***** TEXTO EXTRAÍDO

A possibilidade de uma derrota depois de uma longa e árdua jornada atinge fortemente as emoções daqueles que assistem, mesmo sabendo que, pela fórmula da jornada do herói, isso não vai acontecer. Mas para que isso seja possível, o espectador precisa acreditar que os eventos do filme podem ocorrer, e isso costuma ser um grande empecilho para cineastas. 

 

Dificuldades em relacionar cinema e esporte

O  cinema, por querer manipular os sentimentos do público, falha em incorporar nas suas ferramentas narrativas aspectos importantes do esporte, passando uma ideia errada, simplista ou danosa sobre ele. A principal causa disso é a falta de realidade nas coreografias de cenas desportivas e nos enredos exagerados que aproximam-se de paródias.

**********
***** REGISTROS EXTRAÍDOS

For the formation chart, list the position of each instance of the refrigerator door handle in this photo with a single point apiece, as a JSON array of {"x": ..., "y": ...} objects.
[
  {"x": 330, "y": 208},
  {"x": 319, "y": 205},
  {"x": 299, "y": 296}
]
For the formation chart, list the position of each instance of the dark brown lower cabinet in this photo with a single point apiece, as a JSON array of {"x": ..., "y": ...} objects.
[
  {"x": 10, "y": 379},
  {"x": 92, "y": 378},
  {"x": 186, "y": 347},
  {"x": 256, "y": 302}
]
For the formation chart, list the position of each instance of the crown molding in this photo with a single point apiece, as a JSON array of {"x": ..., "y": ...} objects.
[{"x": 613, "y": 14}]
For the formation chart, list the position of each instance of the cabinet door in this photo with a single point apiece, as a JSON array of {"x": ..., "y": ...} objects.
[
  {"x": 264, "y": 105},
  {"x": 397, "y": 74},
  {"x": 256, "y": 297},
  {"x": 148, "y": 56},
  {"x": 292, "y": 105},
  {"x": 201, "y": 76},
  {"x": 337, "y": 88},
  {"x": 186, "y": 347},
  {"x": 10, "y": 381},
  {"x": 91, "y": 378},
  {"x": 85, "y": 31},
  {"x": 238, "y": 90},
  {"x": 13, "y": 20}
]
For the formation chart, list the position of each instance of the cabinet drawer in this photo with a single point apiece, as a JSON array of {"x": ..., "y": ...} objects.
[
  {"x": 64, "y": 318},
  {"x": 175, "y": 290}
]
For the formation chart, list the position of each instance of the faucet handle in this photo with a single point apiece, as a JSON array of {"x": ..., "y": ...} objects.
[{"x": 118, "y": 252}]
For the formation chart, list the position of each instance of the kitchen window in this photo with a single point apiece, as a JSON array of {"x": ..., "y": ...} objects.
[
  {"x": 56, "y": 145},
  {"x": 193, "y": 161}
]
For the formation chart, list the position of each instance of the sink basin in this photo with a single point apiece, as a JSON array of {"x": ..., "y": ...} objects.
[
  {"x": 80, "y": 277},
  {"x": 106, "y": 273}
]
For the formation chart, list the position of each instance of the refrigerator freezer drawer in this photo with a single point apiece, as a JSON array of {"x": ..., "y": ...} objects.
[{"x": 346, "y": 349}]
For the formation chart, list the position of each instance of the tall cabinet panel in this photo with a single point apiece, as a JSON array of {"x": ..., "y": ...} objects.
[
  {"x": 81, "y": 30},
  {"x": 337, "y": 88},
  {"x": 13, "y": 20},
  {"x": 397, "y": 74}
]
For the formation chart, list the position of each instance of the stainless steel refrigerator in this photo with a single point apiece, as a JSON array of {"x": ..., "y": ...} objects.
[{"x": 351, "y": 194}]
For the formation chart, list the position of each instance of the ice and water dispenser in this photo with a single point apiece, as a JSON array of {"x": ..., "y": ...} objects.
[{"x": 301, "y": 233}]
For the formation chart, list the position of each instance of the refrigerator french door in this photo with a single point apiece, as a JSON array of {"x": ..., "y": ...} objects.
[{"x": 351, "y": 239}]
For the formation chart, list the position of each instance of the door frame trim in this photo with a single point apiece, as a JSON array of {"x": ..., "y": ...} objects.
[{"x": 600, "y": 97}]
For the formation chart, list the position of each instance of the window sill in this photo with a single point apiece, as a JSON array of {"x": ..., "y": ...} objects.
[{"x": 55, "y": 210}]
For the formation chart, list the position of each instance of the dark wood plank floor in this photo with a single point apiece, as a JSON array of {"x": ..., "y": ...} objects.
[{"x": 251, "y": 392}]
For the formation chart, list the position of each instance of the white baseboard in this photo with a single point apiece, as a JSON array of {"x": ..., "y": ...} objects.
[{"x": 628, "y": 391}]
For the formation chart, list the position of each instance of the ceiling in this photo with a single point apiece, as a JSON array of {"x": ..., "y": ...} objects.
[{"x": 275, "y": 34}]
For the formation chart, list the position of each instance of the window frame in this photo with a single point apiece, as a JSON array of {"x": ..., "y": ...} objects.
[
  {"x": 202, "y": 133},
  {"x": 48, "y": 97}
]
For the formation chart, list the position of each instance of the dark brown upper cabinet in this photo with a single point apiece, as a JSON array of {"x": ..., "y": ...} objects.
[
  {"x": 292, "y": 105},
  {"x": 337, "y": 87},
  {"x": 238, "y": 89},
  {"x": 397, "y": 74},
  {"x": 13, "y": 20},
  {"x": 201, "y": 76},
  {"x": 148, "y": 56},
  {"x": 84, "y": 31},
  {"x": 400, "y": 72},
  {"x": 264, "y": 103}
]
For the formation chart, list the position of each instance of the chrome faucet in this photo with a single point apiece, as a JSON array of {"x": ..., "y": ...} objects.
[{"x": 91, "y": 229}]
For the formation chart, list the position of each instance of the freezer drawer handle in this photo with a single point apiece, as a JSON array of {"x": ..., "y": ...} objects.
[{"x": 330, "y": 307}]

**********

### TAREFAS:
**a.** Traduza para o inglês esta frase do texto sobre cinema e esporte: "A principal causa disso é a falta de realidade nas coreografias de cenas desportivas e nos enredos exagerados que aproximam-se de paródias."
**b.** Prossiga com o texto sobre cinema e esporte a partir da última frase apresentada.

### RESPOSTAS:
**a.** The main cause of this is the lack of realism in the choreography of sports scenes and in the exaggerated plots that come close to parody.

**b.**
Pelo esporte ser apenas um veículo, poucos cineastas importam-se com suas regras. Alguns deles, na verdade, nada conhecem sobre a atividade física que estão usando em suas obras e usam jargões de modo descabido. Erros monstruosos podem ser observados nos longas, desde saltos que ignoram as leis da física como quebra de regulamentos que levam à vitória. Isso demonstra uma falta de respeito tanto com o público como com os fãs e praticantes do esporte específico.

 

LeBron James aparece ao lado de Piu-Piu,, Patolino e Lola, utilizando um uniforme azul e laranja.
LeBron James assumiu a continuação do filme estrelado por Michael Jordan, Space Jam: O Jogo do Século (Space Jam, 1996). [Imagem: Divulgação/Warner Bros. Pictures]
Outro aspecto danoso a alguns filmes são as coreografias preguiçosas em cenas de jogos e atores ou atrizes que perdem seu tempo tentando fingir que estão praticando corretamente o esporte. Eles não conseguirem correr, pegar, chutar, jogar ou driblar fazem o espectador imaginar o que o diretor de elenco pensava quando fazia a escalação. Deve ser por esse motivo que LeBron James está jogando basquete do lado de Pernalonga e Patolino em Space Jam: Um Novo Legado (Space Jam: A New Legacy, 2021).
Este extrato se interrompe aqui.